### EXERCISE DESCRIPTION
Please tally how many lines of the records below contain the string "detail", counting only matches with the same capitalization, and reply with the number alone.

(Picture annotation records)
§ §
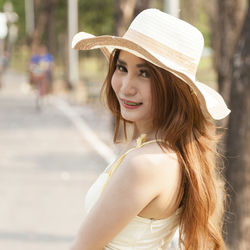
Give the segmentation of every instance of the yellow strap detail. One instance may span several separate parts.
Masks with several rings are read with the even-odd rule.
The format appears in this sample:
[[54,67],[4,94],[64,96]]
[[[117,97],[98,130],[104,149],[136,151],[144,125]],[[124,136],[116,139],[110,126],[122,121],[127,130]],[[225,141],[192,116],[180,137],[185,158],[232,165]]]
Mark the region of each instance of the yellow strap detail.
[[111,168],[110,168],[110,170],[109,170],[109,173],[108,173],[108,178],[107,178],[107,180],[106,180],[106,182],[105,182],[105,184],[103,185],[103,187],[102,187],[102,192],[103,192],[103,190],[104,190],[104,188],[106,187],[106,185],[107,185],[107,183],[108,183],[108,181],[109,181],[109,179],[110,179],[110,177],[113,175],[113,173],[116,171],[116,169],[119,167],[119,165],[121,164],[121,162],[123,161],[123,159],[125,158],[125,156],[129,153],[129,152],[131,152],[131,151],[133,151],[133,150],[135,150],[136,148],[141,148],[141,147],[143,147],[144,145],[147,145],[147,144],[149,144],[149,143],[153,143],[153,142],[164,142],[164,140],[152,140],[152,141],[147,141],[147,142],[145,142],[145,140],[146,140],[146,137],[147,137],[147,135],[146,134],[141,134],[140,135],[140,137],[138,137],[137,138],[137,140],[136,140],[136,147],[134,147],[134,148],[131,148],[131,149],[129,149],[128,151],[126,151],[112,166],[111,166]]

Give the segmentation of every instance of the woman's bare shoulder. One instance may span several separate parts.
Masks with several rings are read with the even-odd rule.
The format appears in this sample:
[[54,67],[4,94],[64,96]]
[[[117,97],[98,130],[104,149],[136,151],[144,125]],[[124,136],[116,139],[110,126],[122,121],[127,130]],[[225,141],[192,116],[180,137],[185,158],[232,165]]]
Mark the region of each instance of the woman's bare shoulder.
[[157,143],[150,143],[127,154],[122,162],[124,172],[138,178],[151,176],[158,178],[178,177],[180,166],[175,152],[163,150]]

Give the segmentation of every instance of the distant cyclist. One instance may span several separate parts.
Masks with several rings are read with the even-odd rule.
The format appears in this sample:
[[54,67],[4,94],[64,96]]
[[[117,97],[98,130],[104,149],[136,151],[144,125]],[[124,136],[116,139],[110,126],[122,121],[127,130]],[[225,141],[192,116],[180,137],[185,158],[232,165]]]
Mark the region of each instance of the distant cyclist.
[[52,89],[53,61],[45,45],[41,45],[30,58],[30,84],[39,87],[42,96],[49,94]]

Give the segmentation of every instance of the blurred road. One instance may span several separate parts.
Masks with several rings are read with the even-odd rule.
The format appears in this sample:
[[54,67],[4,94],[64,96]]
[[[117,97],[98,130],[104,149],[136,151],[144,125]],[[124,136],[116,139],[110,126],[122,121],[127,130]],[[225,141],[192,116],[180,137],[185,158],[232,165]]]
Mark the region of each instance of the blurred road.
[[[109,141],[108,119],[88,106],[65,111],[57,99],[37,112],[26,83],[9,71],[0,89],[0,249],[69,249],[86,191],[107,164],[91,141]],[[94,126],[91,140],[81,121]]]

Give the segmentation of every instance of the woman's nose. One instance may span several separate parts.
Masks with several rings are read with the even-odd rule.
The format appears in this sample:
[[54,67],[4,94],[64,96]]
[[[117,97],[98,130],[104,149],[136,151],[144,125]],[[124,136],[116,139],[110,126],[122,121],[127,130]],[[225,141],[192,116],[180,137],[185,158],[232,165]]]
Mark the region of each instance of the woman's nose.
[[122,79],[121,92],[124,95],[136,94],[135,79],[132,76],[127,75]]

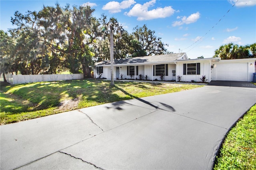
§ §
### COMPLETE OUTPUT
2